= What to produce =
Pull out every line of the entries below that contains the word "plant", and copy each one in full.

= Material provided =
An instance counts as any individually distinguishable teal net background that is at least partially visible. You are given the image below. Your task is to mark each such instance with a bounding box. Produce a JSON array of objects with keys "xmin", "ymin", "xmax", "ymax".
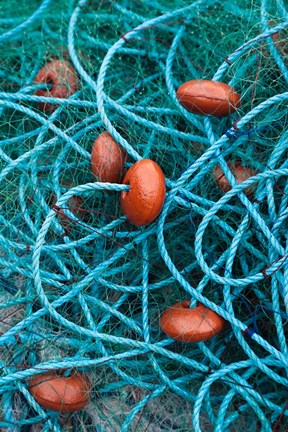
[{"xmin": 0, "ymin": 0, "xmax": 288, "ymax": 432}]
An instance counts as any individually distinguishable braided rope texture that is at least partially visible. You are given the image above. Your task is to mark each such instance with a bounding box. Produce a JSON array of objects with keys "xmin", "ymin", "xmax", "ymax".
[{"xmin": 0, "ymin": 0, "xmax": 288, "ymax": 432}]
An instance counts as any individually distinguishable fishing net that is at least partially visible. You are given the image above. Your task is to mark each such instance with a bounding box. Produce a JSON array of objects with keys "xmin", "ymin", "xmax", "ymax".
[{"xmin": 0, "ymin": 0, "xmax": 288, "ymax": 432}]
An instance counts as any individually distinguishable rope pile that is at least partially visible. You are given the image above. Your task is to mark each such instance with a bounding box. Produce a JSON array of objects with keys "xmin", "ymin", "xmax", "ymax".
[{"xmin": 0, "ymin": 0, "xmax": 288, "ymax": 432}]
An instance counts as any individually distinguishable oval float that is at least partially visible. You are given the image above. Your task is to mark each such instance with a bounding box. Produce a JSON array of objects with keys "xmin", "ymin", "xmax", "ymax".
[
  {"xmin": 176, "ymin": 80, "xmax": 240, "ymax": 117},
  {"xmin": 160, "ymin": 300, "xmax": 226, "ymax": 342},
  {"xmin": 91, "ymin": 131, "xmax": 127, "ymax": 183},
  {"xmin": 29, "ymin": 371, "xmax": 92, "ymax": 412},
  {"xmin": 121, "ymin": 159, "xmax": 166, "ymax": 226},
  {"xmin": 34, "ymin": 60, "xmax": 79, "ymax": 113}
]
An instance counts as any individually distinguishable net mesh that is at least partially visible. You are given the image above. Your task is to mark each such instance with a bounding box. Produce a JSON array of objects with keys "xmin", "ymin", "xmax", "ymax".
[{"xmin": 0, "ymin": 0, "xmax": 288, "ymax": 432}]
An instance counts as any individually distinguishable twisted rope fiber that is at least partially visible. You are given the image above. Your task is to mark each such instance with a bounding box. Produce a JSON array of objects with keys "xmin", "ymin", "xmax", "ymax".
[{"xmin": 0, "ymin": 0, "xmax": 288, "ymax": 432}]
---
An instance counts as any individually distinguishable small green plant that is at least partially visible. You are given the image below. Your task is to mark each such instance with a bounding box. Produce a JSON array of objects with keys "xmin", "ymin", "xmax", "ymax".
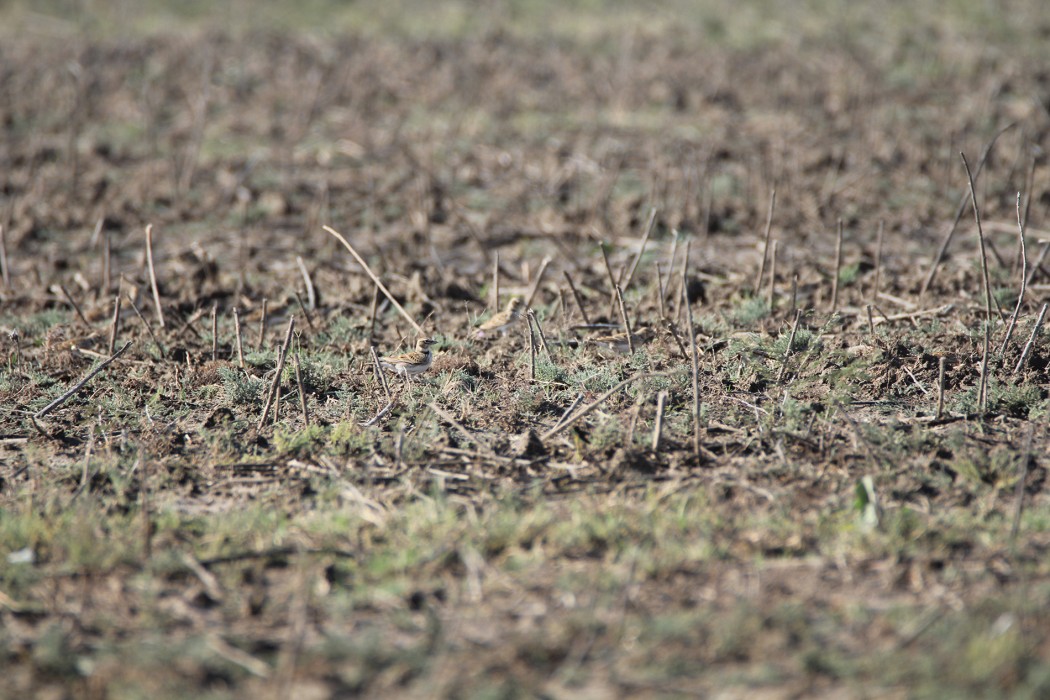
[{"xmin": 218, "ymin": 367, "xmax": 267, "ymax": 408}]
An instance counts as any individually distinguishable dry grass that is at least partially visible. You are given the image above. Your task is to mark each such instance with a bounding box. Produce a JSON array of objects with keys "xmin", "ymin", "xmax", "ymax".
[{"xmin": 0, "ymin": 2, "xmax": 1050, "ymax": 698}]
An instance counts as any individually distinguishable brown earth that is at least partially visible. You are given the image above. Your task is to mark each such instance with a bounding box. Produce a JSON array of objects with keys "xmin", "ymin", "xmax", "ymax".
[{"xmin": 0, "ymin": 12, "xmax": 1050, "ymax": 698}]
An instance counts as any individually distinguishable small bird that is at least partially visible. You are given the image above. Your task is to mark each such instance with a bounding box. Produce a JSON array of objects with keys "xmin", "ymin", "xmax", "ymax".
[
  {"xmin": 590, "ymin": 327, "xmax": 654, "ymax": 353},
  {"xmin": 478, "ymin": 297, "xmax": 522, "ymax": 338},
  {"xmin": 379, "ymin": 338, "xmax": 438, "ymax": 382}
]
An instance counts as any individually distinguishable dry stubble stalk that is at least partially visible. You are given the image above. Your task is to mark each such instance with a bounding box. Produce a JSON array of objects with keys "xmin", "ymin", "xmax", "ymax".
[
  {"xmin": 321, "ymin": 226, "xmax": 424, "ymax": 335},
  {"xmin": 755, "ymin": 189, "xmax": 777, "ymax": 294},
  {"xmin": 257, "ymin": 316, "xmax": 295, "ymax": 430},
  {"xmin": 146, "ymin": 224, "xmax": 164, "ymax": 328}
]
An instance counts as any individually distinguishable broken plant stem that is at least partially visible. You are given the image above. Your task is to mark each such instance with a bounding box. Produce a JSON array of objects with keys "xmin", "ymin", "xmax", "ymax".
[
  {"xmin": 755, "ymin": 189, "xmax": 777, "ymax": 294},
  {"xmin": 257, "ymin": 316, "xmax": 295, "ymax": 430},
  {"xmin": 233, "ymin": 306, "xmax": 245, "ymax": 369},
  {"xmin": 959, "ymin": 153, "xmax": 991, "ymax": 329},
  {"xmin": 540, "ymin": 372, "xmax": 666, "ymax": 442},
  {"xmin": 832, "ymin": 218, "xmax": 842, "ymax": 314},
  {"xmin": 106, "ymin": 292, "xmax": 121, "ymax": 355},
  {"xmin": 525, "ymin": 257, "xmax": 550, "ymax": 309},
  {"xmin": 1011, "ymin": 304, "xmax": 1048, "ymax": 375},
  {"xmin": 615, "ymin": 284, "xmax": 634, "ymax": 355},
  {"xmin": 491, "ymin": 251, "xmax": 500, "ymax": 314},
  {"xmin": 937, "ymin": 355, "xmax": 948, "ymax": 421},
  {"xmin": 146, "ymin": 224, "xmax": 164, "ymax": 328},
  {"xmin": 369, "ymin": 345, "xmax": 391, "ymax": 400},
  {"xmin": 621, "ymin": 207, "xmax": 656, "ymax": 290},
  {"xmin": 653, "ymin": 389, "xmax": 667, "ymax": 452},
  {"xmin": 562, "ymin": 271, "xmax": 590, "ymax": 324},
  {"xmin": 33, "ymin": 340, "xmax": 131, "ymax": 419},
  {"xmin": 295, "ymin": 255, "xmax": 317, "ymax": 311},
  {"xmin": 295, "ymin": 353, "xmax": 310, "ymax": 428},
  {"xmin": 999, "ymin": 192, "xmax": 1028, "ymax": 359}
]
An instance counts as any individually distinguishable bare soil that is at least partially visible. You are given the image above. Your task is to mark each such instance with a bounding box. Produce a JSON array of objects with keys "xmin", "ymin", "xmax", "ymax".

= Exercise solution =
An instance counts as any individually distinguishable small green plant that is at least partially visible. You are given the image below. Your task is to mark each such instance with a bounding box. Produce a JSON array of objects with keys "xmin", "ymin", "xmax", "ymax".
An instance counts as any individually distinguishable broken plant stem that is at least partially visible. You are given the image above. Your task is to mark each such instance with a bounding box. Produce a JSON array of objects with keys "xmin", "ymin", "xmax", "ymax".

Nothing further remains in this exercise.